→ Your instructions
Give the material as a two-column CSV with the headers instruction and output, covering only the stretch that starts with the line containing "written like <point>149,264</point>." and goes on through the end of the material. Put each item's text and its answer on one row, each in a single quoted field, with line breaks replaced by spaces.

(Extracted data entries)
=-=-=-=-=
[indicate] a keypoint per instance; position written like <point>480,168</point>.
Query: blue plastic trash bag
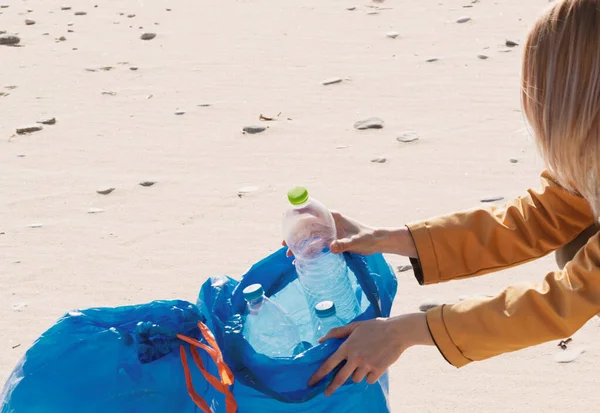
<point>114,360</point>
<point>265,385</point>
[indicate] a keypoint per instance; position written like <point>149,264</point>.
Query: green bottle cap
<point>298,195</point>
=-=-=-=-=
→ Answer for this exercise
instruction,output
"[indicate] a keypoint per instance; position written like <point>149,264</point>. Query: green bottle cap","<point>298,195</point>"